------ EXTRACTED DATA ------
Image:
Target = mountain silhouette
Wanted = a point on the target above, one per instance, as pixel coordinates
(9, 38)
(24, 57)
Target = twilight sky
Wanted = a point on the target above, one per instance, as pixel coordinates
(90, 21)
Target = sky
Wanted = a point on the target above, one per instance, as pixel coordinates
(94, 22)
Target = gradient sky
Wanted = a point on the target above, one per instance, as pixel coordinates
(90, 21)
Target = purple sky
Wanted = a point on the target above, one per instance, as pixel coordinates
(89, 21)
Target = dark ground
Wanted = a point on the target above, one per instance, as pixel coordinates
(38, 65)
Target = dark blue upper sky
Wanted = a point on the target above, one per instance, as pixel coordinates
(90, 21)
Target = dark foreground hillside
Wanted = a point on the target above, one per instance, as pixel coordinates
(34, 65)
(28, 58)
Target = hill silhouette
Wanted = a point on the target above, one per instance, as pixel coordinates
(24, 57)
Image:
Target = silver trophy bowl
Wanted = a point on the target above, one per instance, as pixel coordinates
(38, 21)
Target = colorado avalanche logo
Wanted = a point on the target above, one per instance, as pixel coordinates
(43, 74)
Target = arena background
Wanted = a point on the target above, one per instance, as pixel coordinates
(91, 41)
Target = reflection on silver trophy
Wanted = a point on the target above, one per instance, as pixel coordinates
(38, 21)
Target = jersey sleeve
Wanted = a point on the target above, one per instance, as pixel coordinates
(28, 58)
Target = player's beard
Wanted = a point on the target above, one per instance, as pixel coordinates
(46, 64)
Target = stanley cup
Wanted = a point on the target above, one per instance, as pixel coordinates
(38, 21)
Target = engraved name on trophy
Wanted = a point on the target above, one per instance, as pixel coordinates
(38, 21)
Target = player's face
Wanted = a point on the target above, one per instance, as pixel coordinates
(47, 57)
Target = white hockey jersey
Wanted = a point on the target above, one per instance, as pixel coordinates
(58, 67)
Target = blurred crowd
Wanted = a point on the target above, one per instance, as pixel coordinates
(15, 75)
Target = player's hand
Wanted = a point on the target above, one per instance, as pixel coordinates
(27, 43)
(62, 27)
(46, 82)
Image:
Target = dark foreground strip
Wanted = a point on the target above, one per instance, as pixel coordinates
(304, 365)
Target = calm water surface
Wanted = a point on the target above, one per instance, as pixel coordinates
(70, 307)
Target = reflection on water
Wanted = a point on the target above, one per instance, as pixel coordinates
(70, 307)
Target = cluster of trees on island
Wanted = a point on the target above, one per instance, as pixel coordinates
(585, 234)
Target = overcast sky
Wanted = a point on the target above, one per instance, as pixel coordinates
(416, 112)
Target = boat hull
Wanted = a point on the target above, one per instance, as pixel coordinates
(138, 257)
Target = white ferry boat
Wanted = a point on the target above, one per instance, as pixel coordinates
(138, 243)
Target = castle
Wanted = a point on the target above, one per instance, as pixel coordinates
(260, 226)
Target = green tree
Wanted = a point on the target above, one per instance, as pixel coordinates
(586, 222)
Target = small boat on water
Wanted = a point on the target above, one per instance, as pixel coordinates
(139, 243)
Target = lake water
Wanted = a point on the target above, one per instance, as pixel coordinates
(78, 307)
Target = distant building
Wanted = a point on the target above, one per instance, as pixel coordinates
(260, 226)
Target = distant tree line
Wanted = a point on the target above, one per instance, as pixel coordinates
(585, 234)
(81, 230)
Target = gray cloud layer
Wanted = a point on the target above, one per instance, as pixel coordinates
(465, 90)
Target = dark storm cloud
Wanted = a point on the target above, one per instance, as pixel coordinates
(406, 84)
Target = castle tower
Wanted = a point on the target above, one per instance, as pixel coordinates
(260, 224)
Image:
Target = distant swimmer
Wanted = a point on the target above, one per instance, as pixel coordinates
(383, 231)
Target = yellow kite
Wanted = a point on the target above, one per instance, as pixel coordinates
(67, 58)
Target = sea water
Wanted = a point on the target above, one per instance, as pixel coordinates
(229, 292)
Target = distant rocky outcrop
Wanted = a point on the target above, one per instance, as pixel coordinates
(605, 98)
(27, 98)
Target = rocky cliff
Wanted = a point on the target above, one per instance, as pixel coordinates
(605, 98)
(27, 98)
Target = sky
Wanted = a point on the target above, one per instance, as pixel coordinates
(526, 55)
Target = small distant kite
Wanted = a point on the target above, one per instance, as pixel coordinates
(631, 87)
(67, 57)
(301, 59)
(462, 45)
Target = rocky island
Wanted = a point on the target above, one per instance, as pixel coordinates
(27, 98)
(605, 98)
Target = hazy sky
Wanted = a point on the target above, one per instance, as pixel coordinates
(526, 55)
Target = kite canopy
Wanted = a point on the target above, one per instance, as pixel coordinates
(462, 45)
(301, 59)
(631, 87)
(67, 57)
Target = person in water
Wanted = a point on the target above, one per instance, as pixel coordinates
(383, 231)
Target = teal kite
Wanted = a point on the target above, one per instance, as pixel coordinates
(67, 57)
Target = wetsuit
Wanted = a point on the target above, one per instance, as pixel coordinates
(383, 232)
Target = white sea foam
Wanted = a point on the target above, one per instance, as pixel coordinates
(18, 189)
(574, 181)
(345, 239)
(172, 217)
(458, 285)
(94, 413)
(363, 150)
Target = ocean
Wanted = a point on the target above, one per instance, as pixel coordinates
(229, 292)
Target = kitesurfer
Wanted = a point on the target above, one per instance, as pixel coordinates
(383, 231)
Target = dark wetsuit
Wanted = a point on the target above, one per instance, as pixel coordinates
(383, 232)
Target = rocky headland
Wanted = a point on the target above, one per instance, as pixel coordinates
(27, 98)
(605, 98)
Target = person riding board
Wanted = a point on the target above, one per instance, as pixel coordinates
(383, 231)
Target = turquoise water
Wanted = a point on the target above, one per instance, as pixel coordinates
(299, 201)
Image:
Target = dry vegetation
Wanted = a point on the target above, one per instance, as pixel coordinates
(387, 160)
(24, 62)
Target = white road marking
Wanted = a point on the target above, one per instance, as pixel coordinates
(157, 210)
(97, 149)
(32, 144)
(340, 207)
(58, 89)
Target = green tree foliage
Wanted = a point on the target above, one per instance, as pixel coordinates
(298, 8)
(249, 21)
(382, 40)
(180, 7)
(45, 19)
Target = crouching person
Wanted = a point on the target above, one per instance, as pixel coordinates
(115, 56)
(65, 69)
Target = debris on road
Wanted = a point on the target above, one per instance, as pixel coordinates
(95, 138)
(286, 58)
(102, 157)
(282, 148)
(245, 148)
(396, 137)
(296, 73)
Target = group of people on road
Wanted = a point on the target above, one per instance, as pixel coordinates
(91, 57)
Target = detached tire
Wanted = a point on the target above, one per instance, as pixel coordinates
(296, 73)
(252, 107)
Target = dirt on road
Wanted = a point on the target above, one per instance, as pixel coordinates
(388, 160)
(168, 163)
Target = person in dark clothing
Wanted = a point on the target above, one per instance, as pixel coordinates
------
— DIRECTIONS —
All of the records must be repeated exactly.

— WRITTEN RESPONSE —
Image:
Target = mountain silhouette
Wanted = a point on the target above, one per instance, as pixel coordinates
(9, 38)
(24, 57)
Target = twilight sky
Wanted = a point on the target above, one per instance, as pixel coordinates
(90, 21)
Target = sky
Wanted = a point on the target above, one per instance, as pixel coordinates
(94, 22)
Target = gradient sky
Wanted = a point on the target above, one per instance, as pixel coordinates
(90, 21)
Target = purple sky
Wanted = a point on the target above, one per instance, as pixel coordinates
(89, 21)
Target = dark ground
Wanted = a point on the target above, one per instance, as pixel coordinates
(38, 65)
Target = dark blue upper sky
Wanted = a point on the target above, one per instance, as pixel coordinates
(90, 21)
Target = dark foreground hillside
Wanted = a point on the target above, one per instance, as pixel coordinates
(34, 65)
(28, 58)
Target = hill silhouette
Wanted = a point on the target above, one per instance, as pixel coordinates
(24, 57)
Image:
Target = silver trophy bowl
Wanted = a point on the target above, one per instance, as pixel coordinates
(38, 21)
Target = colorado avalanche logo
Wanted = a point on the target above, one per instance, as pixel coordinates
(43, 74)
Target = arena background
Wanted = a point on the target above, one per instance, as pixel coordinates
(91, 41)
Target = reflection on silver trophy
Wanted = a point on the target above, one per instance, as pixel coordinates
(38, 21)
Target = jersey sleeve
Wanted = a point on the target above, one per instance, as pixel coordinates
(28, 58)
Target = player's beard
Wanted = a point on the target above, one per instance, as pixel coordinates
(46, 64)
Target = stanley cup
Wanted = a point on the target above, one per instance, as pixel coordinates
(38, 21)
Target = engraved name on trophy
Wanted = a point on the target above, one per instance, as pixel coordinates
(38, 21)
Target = player's face
Wanted = a point on the target above, one per instance, as pixel coordinates
(47, 57)
Target = white hockey jersey
Wanted = a point on the target above, one per instance, as pixel coordinates
(58, 67)
Target = blurred crowd
Wanted = a point on the target above, one per instance, as pixel coordinates
(15, 75)
Target = player's hand
Wanted = a point on the target above, one per instance, as pixel coordinates
(27, 43)
(62, 27)
(46, 82)
Image:
Target = dark foreground strip
Wanted = a point on the target above, one per instance, as pixel coordinates
(304, 365)
Target = calm water surface
Wanted = a point on the target above, one per instance, as pixel coordinates
(70, 307)
Target = reflection on water
Wanted = a point on the target above, one per instance, as pixel coordinates
(70, 307)
Target = cluster of trees on island
Wanted = a point on the target above, one per instance, as pixel coordinates
(585, 234)
Target = overcast sky
Wanted = a point on the target above, one per instance, as pixel coordinates
(416, 112)
Target = boat hull
Wanted = a point on the target above, one per instance, as pixel coordinates
(138, 257)
Target = white ferry boat
Wanted = a point on the target above, one per instance, as pixel coordinates
(138, 243)
Target = castle
Wanted = a point on the target above, one per instance, as pixel coordinates
(260, 226)
Target = green tree
Wanted = a point on the target above, one per instance, as pixel coordinates
(586, 222)
Target = small boat on water
Wanted = a point on the target above, one per instance, as pixel coordinates
(139, 243)
Target = lake water
Wanted = a point on the target above, one per instance, as pixel coordinates
(78, 307)
Target = distant building
Wanted = a point on the target above, one per instance, as pixel coordinates
(260, 226)
Target = distant tree line
Wanted = a point on the target above, one per instance, as pixel coordinates
(585, 234)
(81, 230)
Target = gray cloud layer
Wanted = a point on the target above, one per instance, as pixel coordinates
(465, 90)
Target = dark storm cloud
Wanted = a point on the target above, one per instance, as pixel coordinates
(406, 84)
Target = castle tower
Wanted = a point on the target above, one per instance, as pixel coordinates
(260, 224)
Image:
Target = distant swimmer
Wanted = a point on the target above, one per instance, as pixel coordinates
(383, 231)
Target = yellow kite
Wanted = a point on the target above, one per instance, as pixel coordinates
(67, 58)
Target = sea water
Wanted = a point on the target above, one per instance, as pixel coordinates
(229, 292)
Target = distant rocky outcrop
Wanted = a point on the target above, one per instance, as pixel coordinates
(605, 98)
(27, 98)
Target = rocky cliff
Wanted = a point on the target above, one per instance, as pixel coordinates
(605, 98)
(27, 98)
Target = sky
Wanted = a point on the target above, one per instance, as pixel coordinates
(526, 55)
Target = small distant kite
Wanted = a point on the target above, one per instance, as pixel coordinates
(631, 87)
(67, 57)
(301, 59)
(462, 45)
Target = rocky island
Wanted = a point on the target above, one per instance, as pixel coordinates
(27, 98)
(605, 98)
Target = hazy sky
Wanted = a point on the target above, one per instance, as pixel coordinates
(526, 55)
Target = kite canopy
Wanted = a point on the target above, one per instance, as pixel coordinates
(462, 45)
(301, 59)
(631, 87)
(67, 57)
Target = person in water
Wanted = a point on the target above, one per instance, as pixel coordinates
(383, 231)
Target = teal kite
Wanted = a point on the target above, one per instance, as pixel coordinates
(67, 57)
Target = wetsuit
Wanted = a point on the target above, one per instance, as pixel coordinates
(383, 232)
Target = white sea foam
Wanted = a point on the target above, one per instance, as pixel coordinates
(18, 189)
(574, 181)
(345, 239)
(172, 217)
(458, 285)
(94, 413)
(363, 150)
Target = ocean
Wanted = a point on the target above, one per instance, as pixel coordinates
(229, 292)
Target = kitesurfer
Wanted = a point on the target above, one per instance, as pixel coordinates
(383, 231)
Target = dark wetsuit
Wanted = a point on the target above, one per instance, as pixel coordinates
(383, 232)
Target = rocky headland
Wanted = a point on the target above, one per instance, as pixel coordinates
(27, 98)
(605, 98)
Target = person riding board
Wanted = a point on the target above, one per instance, as pixel coordinates
(383, 231)
Target = turquoise water
Wanted = a point on the target above, one per instance, as pixel coordinates
(299, 201)
Image:
Target = dry vegetation
Wanted = a point on the target above, one per instance, as pixel coordinates
(387, 160)
(24, 62)
Target = white road marking
Wanted = a point on the target above, one per instance, as pixel coordinates
(157, 210)
(97, 149)
(32, 144)
(340, 207)
(58, 89)
Target = green tree foliage
Wanted = a point on the target above, one per instance, as pixel coordinates
(298, 8)
(249, 21)
(382, 40)
(180, 7)
(45, 19)
Target = crouching person
Wanted = a point on the target above, one per instance, as pixel coordinates
(115, 56)
(65, 69)
Target = debris on road
Wanted = a point on the target above, one per instance, as pixel coordinates
(95, 138)
(286, 58)
(102, 157)
(282, 148)
(245, 148)
(396, 137)
(296, 73)
Target = group of people on road
Wanted = a point on the target above, one per instance, as pixel coordinates
(91, 57)
Target = detached tire
Wanted = a point on the target above, one per instance, as pixel coordinates
(296, 73)
(252, 107)
Target = dirt on road
Wanted = a point on the target above, one per instance, as pixel coordinates
(388, 160)
(168, 163)
Target = person in dark clothing
Wanted = a point on the target above, one per instance, as pixel coordinates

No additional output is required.